» **Texte du document**

——

Par Charlotte Giorgi
Aujourd’hui, une envie d’en découdre un peu avec cette notion d’éco-anxiété, elle qui paraît maintenant être la condition nécessaire à tout engagement écolo. Moi j’ai la rage du présent plutôt que la peur de l’avenir. Et je crois que c’est tout aussi bien, voire peut-être même un peu mieux.

Dans un podcast il y a quelques temps, je disais, peut-être à la surprise générale, moi l’écolo de service, ne pas avoir « peur » du dérèglement climatique. J’ai l’impression que l’expression de cette réalité-là dérange. Ce décalage entre la catastrophe, et le quotidien trop encombré pour ressentir quoi que ce soit. Pourtant, si l’on ne comprend pas ça, on ne mobilise personne. On n’engage pas des gens dans l’action sans comprendre par où l’écologie peut passer, mais surtout là où elle ne percute pas. La société telle qu’elle est anesthésie le sensible et nous écrase sous les angoisses. L’éco-anxiété, pour beaucoup de gens, c’est ce petit supplément de poids qu’on ne peut pas se permettre. On m’a répondu que c’était peut-être une question de génération, que j’appartenais sans doute à tous ces avachis qui se résignent.
Pourtant, affirmer que je ne ressens pas la peur, ce n’est pas de la résignation. Bien au contraire, je le conçois si nettement, si rationnellement, que je sais à quel point c’est impossible d’absorber cette question-là par la terreur en entier, à quel point c’est humainement loin de nous, immense. On ne peut toucher du doigt ces choses-là. Pour la plupart de mes contemporains, ce serait comme leur demander de regarder le soleil et de ressentir l’angoisse de sa disparition. Que le dérèglement climatique soit déjà en action dès aujourd’hui ne change pas grand-chose à sa traduction dans les tripes. La preuve : les chantres de l’éco-anxiété ne sont bizarrement pas ceux qui seront effectivement les plus atteints par la catastrophe qui s’annoncent. Je ne dis pas que l’éco-anxiété n’existe pas, mais elle me paraît intrinsèquement destinée à faire du problème un ramassis de bons sentiments. Les bons sentiments, ça ne concerne que ceux qui ont la place disponible pour s’avachir dedans et s’en féliciter.

——

» **Consigne**
Recopiez le passage du texte sur l'éco-anxiété qui commence par « Dans un podcast » et va jusqu'à « qui se résignent. ».

» **Extraits des lignes**
——

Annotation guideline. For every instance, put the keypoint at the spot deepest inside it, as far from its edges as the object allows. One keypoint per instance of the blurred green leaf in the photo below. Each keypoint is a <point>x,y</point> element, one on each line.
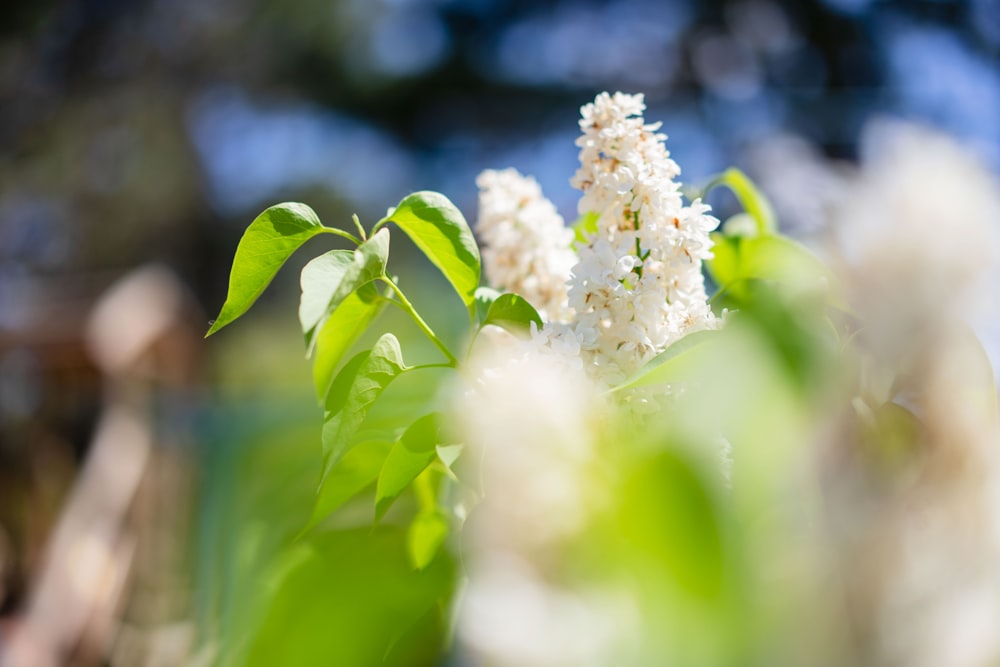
<point>341,598</point>
<point>513,313</point>
<point>438,228</point>
<point>356,470</point>
<point>409,457</point>
<point>340,330</point>
<point>427,533</point>
<point>739,260</point>
<point>677,358</point>
<point>329,278</point>
<point>670,515</point>
<point>340,300</point>
<point>267,243</point>
<point>354,390</point>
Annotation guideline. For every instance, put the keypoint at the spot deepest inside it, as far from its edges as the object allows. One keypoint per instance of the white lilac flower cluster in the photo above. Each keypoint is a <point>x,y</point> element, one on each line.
<point>526,244</point>
<point>636,285</point>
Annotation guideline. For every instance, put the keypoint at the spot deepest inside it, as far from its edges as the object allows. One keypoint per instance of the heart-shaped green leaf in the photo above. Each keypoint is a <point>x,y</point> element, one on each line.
<point>267,243</point>
<point>410,456</point>
<point>513,313</point>
<point>357,386</point>
<point>438,228</point>
<point>356,470</point>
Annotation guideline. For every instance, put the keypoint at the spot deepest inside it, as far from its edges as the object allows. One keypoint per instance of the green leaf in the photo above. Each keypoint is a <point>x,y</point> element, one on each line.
<point>426,535</point>
<point>357,469</point>
<point>269,240</point>
<point>669,513</point>
<point>340,330</point>
<point>513,313</point>
<point>751,199</point>
<point>740,260</point>
<point>319,279</point>
<point>409,457</point>
<point>448,454</point>
<point>438,228</point>
<point>330,278</point>
<point>357,386</point>
<point>584,228</point>
<point>669,365</point>
<point>339,302</point>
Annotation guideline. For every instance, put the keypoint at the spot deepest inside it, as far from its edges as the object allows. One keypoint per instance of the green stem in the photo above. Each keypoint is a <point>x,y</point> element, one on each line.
<point>342,234</point>
<point>405,304</point>
<point>357,223</point>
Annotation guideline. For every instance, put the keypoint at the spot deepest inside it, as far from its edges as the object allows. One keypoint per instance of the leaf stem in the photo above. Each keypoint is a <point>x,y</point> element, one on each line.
<point>405,304</point>
<point>341,233</point>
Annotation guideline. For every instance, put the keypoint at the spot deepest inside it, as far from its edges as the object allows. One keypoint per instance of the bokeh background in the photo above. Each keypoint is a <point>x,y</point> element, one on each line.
<point>138,138</point>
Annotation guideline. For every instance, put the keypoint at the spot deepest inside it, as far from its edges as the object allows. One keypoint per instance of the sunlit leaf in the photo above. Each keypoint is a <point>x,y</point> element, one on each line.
<point>409,457</point>
<point>440,231</point>
<point>513,313</point>
<point>484,298</point>
<point>751,199</point>
<point>339,301</point>
<point>358,468</point>
<point>267,243</point>
<point>340,330</point>
<point>427,533</point>
<point>739,260</point>
<point>356,387</point>
<point>675,360</point>
<point>319,279</point>
<point>669,514</point>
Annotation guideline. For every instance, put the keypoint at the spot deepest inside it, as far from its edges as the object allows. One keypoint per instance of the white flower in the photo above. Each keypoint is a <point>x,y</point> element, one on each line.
<point>526,245</point>
<point>637,286</point>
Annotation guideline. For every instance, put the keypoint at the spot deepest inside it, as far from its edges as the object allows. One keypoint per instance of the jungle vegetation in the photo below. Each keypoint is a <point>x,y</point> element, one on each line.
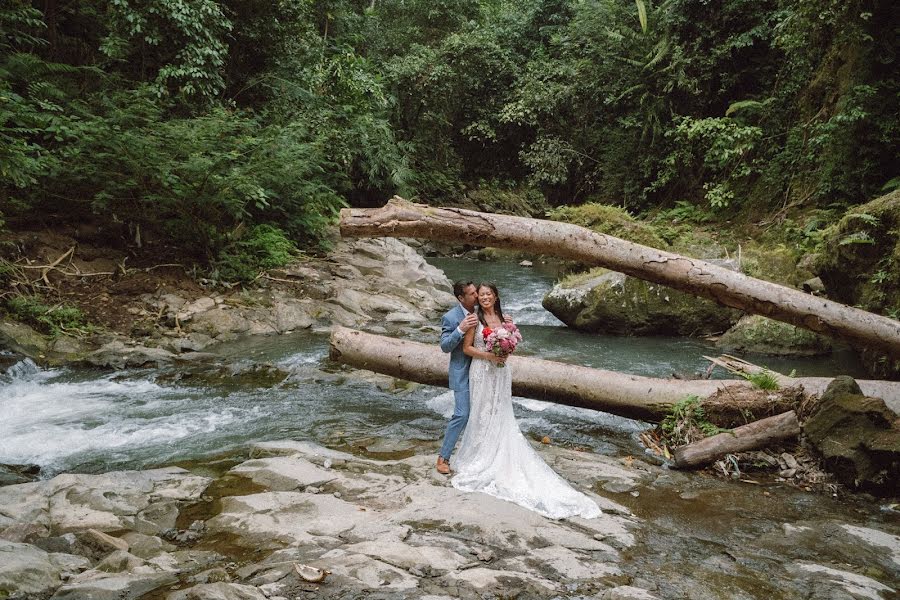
<point>237,129</point>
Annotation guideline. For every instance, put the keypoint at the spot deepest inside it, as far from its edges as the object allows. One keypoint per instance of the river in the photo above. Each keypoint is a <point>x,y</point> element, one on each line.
<point>695,528</point>
<point>88,421</point>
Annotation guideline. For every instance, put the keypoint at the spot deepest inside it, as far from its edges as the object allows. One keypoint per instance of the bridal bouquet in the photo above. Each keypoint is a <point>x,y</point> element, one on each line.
<point>503,340</point>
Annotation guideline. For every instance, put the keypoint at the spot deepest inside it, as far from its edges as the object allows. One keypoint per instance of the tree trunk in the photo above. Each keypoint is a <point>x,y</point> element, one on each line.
<point>631,396</point>
<point>400,218</point>
<point>758,434</point>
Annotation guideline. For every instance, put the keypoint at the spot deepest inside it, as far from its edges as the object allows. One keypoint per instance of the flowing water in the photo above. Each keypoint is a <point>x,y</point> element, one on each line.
<point>88,421</point>
<point>82,420</point>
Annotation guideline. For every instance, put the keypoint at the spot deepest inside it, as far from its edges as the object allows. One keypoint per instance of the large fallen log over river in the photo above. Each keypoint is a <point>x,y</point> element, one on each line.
<point>400,218</point>
<point>632,396</point>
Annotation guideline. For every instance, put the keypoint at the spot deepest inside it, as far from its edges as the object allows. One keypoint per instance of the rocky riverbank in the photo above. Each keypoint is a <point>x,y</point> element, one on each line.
<point>383,284</point>
<point>271,523</point>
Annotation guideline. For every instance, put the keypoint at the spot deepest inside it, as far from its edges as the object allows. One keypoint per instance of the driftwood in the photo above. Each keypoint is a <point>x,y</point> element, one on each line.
<point>758,434</point>
<point>631,396</point>
<point>400,218</point>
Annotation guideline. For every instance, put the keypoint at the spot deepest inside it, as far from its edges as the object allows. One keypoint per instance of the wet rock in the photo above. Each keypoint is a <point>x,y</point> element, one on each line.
<point>98,585</point>
<point>136,500</point>
<point>14,474</point>
<point>22,339</point>
<point>759,335</point>
<point>609,302</point>
<point>627,592</point>
<point>859,437</point>
<point>828,582</point>
<point>96,544</point>
<point>118,355</point>
<point>218,591</point>
<point>146,546</point>
<point>26,571</point>
<point>120,561</point>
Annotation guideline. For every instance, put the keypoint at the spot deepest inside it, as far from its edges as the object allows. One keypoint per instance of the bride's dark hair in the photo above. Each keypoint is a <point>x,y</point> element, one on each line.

——

» **Résultat obtenu**
Dans un podcast il y a quelques temps, je disais, peut-être à la surprise générale, moi l’écolo de service, ne pas avoir « peur » du dérèglement climatique. J’ai l’impression que l’expression de cette réalité-là dérange. Ce décalage entre la catastrophe, et le quotidien trop encombré pour ressentir quoi que ce soit. Pourtant, si l’on ne comprend pas ça, on ne mobilise personne. On n’engage pas des gens dans l’action sans comprendre par où l’écologie peut passer, mais surtout là où elle ne percute pas. La société telle qu’elle est anesthésie le sensible et nous écrase sous les angoisses. L’éco-anxiété, pour beaucoup de gens, c’est ce petit supplément de poids qu’on ne peut pas se permettre. On m’a répondu que c’était peut-être une question de génération, que j’appartenais sans doute à tous ces avachis qui se résignent.